**FRAGMENTO PARA LEER**
----

Indagados por los hombres, contemplados
por Dios
P. Fernando
Armellini
Introducción
Sobre una tela blanca nuestra
mirada nota de inmediato un puntito negro, una manchita de tierra. Por un
extraño automatismo nuestros ojos se fijan inmediatamente en lo que disturba.
Pasa que un defecto, una deficiencia, una discapacidad se convierten en
inspiración para apodos, alusiones y bromas, a veces inocentes, otras veces
sarcásticas.
La mirada de la gente es cruel: se
fija, especialmente, en las manchas, los límites, los aspectos defectuosos. Y
¿es también así la mirada de Dios? Si de veras es así, entonces estamos mal
parados porque “ni el cielo es puro a sus ojos; ¡cuánto menos el hombre,
detestado y corrompido, que se bebe como agua la maldad!” (Job 15,15-16).
¿Debemos tener miedo a la mirada de
Dios? ¡Dios te ve! Recordamos este reclamo usado especialmente por los
educadores y los catequistas del pasado para prevenir comportamientos errados.
Aquel triángulo que en el centro tenía el ojo de Dios que escrutaba e infundía
reverencia y temor.
El pensamiento que se ha formado
muchas veces y que hemos creado es el de un Dios “policía”. ¿Es correcto
presentar a Dios de esta manera—aunque sea para obtener buen comportamiento?

----

**SECCIÓN DE DATOS**
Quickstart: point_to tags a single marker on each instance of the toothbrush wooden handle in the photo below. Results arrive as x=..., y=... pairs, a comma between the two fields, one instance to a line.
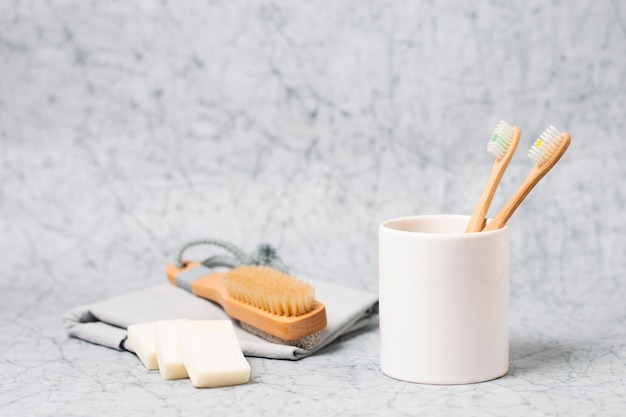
x=477, y=221
x=535, y=175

----

En el fragmento para leer, ¿qué figura tenía en el centro el ojo de Dios?

**RESULTADO**
Un triángulo.